- Data for this task:
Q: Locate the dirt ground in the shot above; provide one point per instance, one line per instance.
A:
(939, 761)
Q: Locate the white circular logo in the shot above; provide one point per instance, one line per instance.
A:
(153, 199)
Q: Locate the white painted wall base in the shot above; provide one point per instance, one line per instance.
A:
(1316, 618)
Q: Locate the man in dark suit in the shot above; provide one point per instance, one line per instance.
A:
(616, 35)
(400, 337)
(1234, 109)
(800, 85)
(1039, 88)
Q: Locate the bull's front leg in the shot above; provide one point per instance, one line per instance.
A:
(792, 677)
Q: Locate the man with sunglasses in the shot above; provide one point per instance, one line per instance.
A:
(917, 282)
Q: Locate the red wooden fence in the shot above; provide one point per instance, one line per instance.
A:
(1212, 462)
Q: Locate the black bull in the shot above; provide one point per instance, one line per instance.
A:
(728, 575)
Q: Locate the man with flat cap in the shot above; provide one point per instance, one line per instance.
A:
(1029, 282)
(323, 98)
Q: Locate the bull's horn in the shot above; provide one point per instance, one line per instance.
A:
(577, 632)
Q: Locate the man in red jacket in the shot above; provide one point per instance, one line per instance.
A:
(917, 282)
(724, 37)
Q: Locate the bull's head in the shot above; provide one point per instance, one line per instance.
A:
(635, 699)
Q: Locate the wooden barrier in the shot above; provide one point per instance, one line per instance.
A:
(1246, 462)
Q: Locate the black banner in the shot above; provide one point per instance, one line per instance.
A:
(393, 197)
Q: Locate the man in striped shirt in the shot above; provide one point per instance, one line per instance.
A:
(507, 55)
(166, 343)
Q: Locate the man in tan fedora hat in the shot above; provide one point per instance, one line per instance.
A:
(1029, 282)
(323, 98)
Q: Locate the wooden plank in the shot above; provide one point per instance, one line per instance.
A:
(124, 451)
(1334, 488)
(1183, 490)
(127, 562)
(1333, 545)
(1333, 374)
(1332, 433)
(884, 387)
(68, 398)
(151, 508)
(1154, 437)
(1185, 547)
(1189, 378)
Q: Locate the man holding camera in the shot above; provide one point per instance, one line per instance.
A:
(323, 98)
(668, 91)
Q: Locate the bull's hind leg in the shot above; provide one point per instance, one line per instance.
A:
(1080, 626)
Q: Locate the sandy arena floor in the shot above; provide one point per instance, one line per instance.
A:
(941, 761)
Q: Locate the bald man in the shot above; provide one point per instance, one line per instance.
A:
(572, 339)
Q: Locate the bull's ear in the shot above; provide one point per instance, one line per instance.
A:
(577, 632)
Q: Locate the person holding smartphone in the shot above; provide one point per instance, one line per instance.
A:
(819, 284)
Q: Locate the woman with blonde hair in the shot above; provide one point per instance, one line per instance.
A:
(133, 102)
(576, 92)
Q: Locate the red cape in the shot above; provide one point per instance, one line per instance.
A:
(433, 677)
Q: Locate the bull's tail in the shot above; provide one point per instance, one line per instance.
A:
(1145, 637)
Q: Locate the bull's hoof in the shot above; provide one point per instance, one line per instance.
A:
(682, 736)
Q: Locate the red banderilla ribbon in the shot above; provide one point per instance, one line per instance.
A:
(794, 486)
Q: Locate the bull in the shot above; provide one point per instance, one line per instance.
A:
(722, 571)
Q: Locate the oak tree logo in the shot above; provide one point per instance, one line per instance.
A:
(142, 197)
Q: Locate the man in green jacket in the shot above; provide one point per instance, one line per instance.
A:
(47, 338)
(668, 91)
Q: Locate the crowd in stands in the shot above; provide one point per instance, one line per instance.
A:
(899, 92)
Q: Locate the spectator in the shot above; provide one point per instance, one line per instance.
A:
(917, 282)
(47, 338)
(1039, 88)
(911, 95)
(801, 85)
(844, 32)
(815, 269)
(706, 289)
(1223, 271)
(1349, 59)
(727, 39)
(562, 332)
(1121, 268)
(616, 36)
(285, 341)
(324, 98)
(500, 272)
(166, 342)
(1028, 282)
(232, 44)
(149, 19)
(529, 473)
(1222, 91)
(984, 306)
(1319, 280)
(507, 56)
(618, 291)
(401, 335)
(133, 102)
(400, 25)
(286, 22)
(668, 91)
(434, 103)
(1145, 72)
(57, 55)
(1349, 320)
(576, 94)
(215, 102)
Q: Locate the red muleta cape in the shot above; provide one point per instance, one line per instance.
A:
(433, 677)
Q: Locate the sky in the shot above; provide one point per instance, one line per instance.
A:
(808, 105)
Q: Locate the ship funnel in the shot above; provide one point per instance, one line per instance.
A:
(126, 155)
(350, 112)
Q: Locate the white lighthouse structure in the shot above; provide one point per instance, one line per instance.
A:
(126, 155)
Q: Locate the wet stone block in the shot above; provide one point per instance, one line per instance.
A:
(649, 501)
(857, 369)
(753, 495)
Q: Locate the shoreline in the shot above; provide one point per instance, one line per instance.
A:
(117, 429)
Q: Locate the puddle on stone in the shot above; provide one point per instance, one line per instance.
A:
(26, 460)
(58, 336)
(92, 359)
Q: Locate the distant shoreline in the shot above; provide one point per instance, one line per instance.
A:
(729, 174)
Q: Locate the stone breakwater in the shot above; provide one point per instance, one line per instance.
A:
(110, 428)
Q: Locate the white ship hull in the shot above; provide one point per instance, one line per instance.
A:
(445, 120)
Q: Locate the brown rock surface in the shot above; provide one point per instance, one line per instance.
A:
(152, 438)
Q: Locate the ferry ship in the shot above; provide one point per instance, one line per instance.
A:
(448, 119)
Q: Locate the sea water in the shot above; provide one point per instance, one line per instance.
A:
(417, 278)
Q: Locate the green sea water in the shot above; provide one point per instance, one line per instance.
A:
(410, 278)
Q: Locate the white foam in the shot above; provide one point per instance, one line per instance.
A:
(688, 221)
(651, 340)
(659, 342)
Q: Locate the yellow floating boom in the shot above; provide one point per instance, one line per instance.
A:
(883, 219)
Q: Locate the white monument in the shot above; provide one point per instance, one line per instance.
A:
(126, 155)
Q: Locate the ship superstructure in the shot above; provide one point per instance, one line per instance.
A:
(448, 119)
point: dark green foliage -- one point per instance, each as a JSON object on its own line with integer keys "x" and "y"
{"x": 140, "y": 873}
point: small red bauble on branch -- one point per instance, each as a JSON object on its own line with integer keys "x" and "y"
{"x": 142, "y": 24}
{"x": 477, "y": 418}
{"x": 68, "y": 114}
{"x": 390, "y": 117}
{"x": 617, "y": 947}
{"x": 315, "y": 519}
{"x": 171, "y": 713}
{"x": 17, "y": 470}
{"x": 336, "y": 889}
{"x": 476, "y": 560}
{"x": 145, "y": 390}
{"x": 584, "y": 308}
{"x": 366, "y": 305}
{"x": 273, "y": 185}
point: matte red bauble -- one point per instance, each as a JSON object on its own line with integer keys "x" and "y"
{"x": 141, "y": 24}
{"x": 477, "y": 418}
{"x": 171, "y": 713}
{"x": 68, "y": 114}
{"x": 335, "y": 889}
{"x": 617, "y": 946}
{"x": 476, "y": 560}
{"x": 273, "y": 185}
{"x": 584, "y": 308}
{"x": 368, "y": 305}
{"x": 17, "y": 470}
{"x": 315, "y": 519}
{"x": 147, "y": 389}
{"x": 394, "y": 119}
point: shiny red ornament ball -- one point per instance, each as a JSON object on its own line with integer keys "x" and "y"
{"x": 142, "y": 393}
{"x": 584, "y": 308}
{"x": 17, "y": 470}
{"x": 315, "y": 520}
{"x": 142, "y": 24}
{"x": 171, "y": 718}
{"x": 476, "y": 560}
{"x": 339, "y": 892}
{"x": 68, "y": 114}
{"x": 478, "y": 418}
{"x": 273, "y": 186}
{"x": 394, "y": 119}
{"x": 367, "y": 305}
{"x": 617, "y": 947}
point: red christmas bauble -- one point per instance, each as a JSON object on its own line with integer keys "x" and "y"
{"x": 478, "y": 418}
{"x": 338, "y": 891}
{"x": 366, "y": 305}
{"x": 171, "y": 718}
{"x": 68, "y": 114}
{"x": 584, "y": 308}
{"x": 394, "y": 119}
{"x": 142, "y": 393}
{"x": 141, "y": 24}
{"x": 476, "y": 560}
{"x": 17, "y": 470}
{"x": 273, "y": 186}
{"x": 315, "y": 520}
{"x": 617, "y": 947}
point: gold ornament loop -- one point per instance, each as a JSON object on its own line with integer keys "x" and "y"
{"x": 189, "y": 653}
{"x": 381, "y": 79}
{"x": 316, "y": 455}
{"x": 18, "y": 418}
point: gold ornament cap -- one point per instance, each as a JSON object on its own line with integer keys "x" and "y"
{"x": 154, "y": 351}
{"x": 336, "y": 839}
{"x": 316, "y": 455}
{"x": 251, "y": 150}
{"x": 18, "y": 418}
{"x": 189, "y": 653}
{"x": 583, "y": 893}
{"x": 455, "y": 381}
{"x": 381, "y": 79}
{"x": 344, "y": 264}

- Given task: From the line that contains "point: gold ornament loop" down to the last line of the listing above, repeat each line exactly, and include nothing else.

- Full solution:
point: gold ornament loop -- one point per instance, each as a JSON object on its own line with integer keys "x" and "y"
{"x": 189, "y": 653}
{"x": 381, "y": 79}
{"x": 316, "y": 455}
{"x": 18, "y": 418}
point: gold ornament cap -- one point per instance, each as a JSON object on its own line with integer keys "x" and "y"
{"x": 154, "y": 351}
{"x": 336, "y": 839}
{"x": 316, "y": 455}
{"x": 251, "y": 150}
{"x": 18, "y": 418}
{"x": 189, "y": 653}
{"x": 583, "y": 893}
{"x": 455, "y": 381}
{"x": 381, "y": 79}
{"x": 344, "y": 264}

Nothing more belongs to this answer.